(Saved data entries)
—————
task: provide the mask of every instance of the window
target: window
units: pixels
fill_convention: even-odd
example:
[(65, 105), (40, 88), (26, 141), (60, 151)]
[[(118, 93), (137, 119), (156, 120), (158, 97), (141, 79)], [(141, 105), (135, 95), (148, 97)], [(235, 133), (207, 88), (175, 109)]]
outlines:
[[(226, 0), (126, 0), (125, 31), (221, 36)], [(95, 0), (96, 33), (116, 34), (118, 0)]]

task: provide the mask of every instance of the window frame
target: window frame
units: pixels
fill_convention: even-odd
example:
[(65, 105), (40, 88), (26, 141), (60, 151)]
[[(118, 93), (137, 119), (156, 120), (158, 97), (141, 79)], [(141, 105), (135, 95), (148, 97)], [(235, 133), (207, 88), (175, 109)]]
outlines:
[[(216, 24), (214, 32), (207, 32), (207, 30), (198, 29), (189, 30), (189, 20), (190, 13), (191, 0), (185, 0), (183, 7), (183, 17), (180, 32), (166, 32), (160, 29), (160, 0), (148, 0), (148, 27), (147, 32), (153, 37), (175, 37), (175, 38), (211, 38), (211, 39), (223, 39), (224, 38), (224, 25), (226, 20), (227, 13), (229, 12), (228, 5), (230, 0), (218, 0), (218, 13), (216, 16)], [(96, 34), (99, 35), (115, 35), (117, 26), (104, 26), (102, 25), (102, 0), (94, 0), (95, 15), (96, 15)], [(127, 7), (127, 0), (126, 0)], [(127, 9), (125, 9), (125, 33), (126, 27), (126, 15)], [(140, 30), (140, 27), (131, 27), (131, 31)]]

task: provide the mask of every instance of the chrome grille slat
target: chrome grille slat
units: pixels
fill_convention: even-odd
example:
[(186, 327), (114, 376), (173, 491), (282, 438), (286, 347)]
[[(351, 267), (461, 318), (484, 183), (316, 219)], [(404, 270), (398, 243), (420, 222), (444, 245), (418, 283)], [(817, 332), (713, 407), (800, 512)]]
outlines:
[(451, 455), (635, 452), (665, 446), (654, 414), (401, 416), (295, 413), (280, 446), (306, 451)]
—————
● **SET TASK**
Reproduce every line of the data above, requests included, and increase each coordinate in the outlines by 130. Leave all other numbers as they are.

● **SOLUTION TO THE EXERCISE**
task: provide the mask of every instance of the window
target: window
units: pixels
fill_convention: even-odd
example:
[(65, 105), (40, 88), (26, 141), (60, 151)]
[[(118, 93), (137, 119), (156, 120), (158, 97), (141, 79)], [(141, 105), (135, 95), (148, 97)], [(235, 133), (207, 88), (175, 109)]]
outlines:
[[(356, 130), (256, 130), (255, 161), (351, 166)], [(225, 130), (226, 163), (246, 164), (248, 130)]]

task: provide the mask of every instance of the window frame
target: window frame
units: pixels
fill_convention: even-odd
example:
[(65, 105), (40, 88), (26, 141), (60, 151)]
[[(118, 93), (137, 119), (156, 120), (158, 97), (141, 79)], [(141, 105), (135, 95), (148, 97)], [(235, 133), (207, 88), (175, 109)]]
outlines:
[[(346, 154), (344, 162), (337, 162), (337, 160), (328, 159), (319, 160), (319, 150), (320, 143), (321, 130), (315, 130), (313, 137), (313, 147), (310, 162), (296, 162), (290, 159), (290, 130), (278, 130), (278, 157), (277, 162), (283, 167), (305, 167), (305, 168), (341, 168), (341, 169), (353, 169), (354, 168), (354, 155), (356, 150), (357, 143), (359, 142), (358, 135), (360, 130), (348, 130), (348, 143), (346, 146)], [(226, 164), (229, 165), (245, 165), (247, 156), (234, 156), (232, 155), (232, 130), (224, 130), (225, 145), (226, 145)], [(257, 137), (257, 130), (256, 130)], [(257, 139), (255, 139), (255, 163), (256, 157), (256, 145)], [(270, 160), (270, 157), (261, 157), (261, 161)]]

task: provide the mask of every instance of the chrome grille slat
target: chrome grille slat
units: pixels
fill_convention: even-odd
example:
[(186, 327), (114, 376), (173, 491), (282, 438), (286, 347)]
[[(351, 267), (461, 318), (484, 183), (316, 219)], [(404, 270), (398, 243), (420, 222), (444, 245), (418, 283)], [(817, 332), (713, 407), (800, 512)]]
outlines:
[(581, 585), (765, 582), (795, 576), (784, 544), (531, 546), (425, 543), (410, 576), (436, 581)]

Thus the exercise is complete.